▸ **EXERCISE DESCRIPTION**
When you copy the data that follows, reproduce every word exactly and leave out the images.

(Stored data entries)
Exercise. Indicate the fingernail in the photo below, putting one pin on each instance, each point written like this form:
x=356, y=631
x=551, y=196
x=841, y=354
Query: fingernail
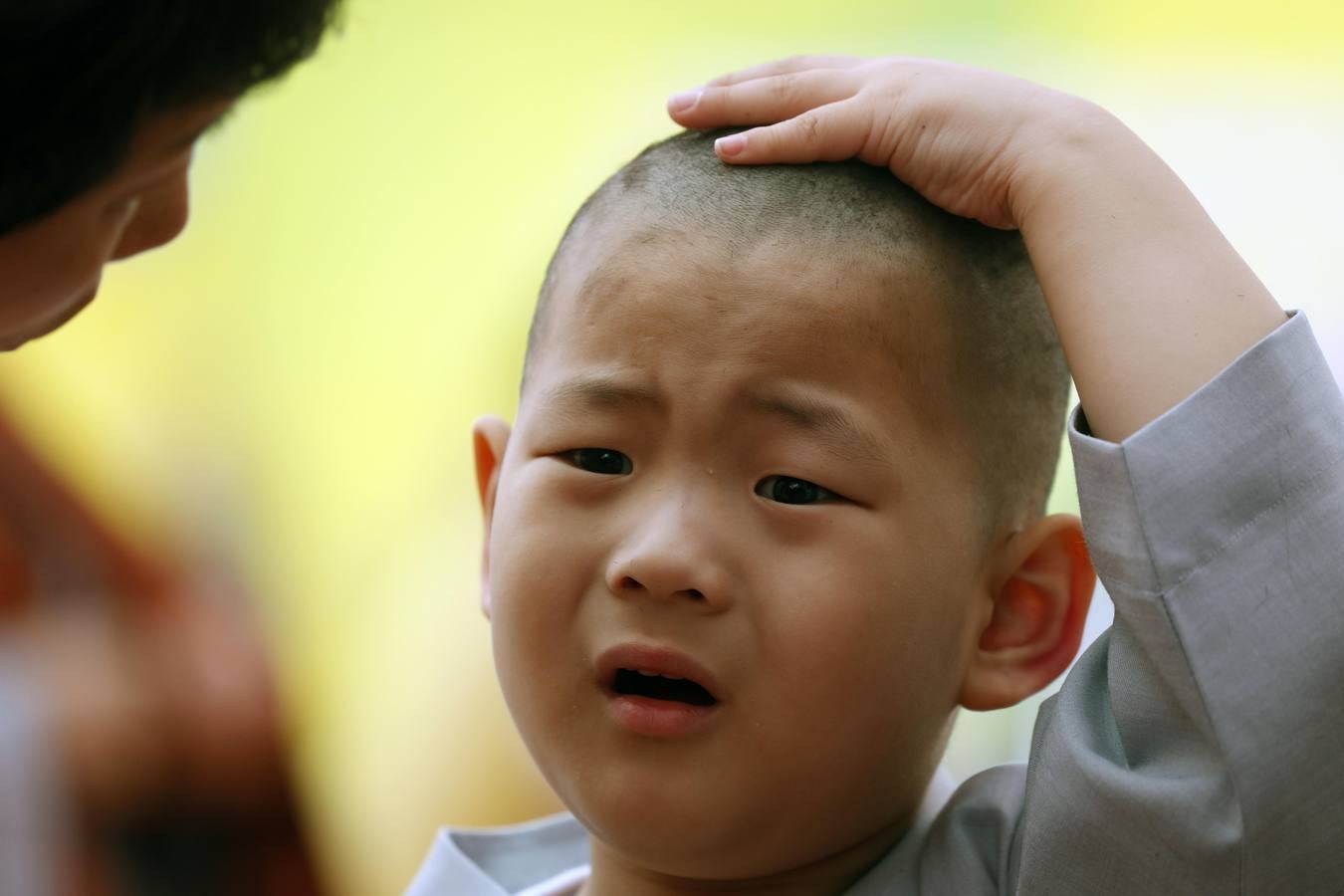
x=730, y=145
x=684, y=101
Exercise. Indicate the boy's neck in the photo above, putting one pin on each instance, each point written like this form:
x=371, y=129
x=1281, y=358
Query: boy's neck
x=614, y=875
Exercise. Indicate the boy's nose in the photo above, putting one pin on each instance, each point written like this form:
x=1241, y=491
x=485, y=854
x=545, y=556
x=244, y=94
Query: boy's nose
x=669, y=559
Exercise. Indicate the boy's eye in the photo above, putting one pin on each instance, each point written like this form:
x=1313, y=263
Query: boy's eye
x=785, y=489
x=603, y=461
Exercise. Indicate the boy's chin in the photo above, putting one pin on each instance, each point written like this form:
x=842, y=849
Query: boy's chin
x=675, y=831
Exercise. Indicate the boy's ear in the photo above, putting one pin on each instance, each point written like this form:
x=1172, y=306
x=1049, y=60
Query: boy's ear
x=490, y=438
x=1044, y=584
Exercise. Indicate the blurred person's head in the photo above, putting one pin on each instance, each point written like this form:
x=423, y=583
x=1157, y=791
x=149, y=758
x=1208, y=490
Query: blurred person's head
x=103, y=104
x=772, y=511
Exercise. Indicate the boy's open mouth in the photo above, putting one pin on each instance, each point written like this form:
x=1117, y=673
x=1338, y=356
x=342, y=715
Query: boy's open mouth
x=640, y=683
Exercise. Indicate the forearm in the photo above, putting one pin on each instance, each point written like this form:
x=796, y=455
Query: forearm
x=1149, y=299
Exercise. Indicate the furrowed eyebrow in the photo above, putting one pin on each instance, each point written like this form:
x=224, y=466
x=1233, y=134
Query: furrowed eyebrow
x=837, y=430
x=587, y=392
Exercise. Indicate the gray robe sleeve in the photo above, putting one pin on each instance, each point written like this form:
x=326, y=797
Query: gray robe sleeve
x=1198, y=747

▸ **ANSWER AREA**
Exercise. Indicate the fingernail in the photo below, putting one pin on each instance, each point written like this form:
x=356, y=631
x=551, y=196
x=841, y=354
Query: fingernail
x=730, y=145
x=684, y=101
Exercise. Indicate the boy's neck in the photo above, putting one pin on each instance, each point written like this form:
x=371, y=129
x=1281, y=358
Query: boy's neck
x=614, y=875
Exercise. Indicate the boy's nose in the photo above, putting one pin on each instance, each point written like this form:
x=1241, y=491
x=485, y=854
x=545, y=556
x=244, y=94
Query: boy's nose
x=669, y=559
Exercise. Indicate the boy's eye in the photo above, putting one pin on each instance, each point written like this form:
x=1313, y=263
Query: boy's eye
x=785, y=489
x=603, y=461
Exercise. Indicate the boy's chin in the photo above, putting one pin on each instance, each point written like this form:
x=842, y=849
Query: boy's chin
x=675, y=831
Exercise. Indicate the boy's ear in the photo above, putting one pin on each instance, each point written like this form:
x=1172, y=306
x=1049, y=60
Query: boy's ear
x=490, y=438
x=1044, y=584
Exercise. Indicate the blurred person's head in the photo above, putting one pin on each instance, each point written like this form:
x=423, y=583
x=1157, y=791
x=149, y=758
x=1208, y=490
Query: blurred person's head
x=103, y=104
x=772, y=511
Exercise. Indicate the boy's open mouth in the photo above, putting one pin on each instance, each point written like this form:
x=1117, y=673
x=1338, y=356
x=342, y=715
Query: boy's open mouth
x=640, y=683
Exercise. Indicate the forearm in the photo above, putting one pin on each instance, each point written like this form:
x=796, y=455
Query: forearm
x=1149, y=299
Exercise. Indicate the furrowed eyebrow in the photo above, putting one pin on each instance, each point written like this form:
x=224, y=466
x=1233, y=134
Query: furrowed eyebrow
x=837, y=430
x=587, y=392
Exercise. Indicate the gray robe sleeve in the photo above, putting one pin on each instance, each point written like this form:
x=326, y=797
Query: gray robe sleeve
x=1198, y=747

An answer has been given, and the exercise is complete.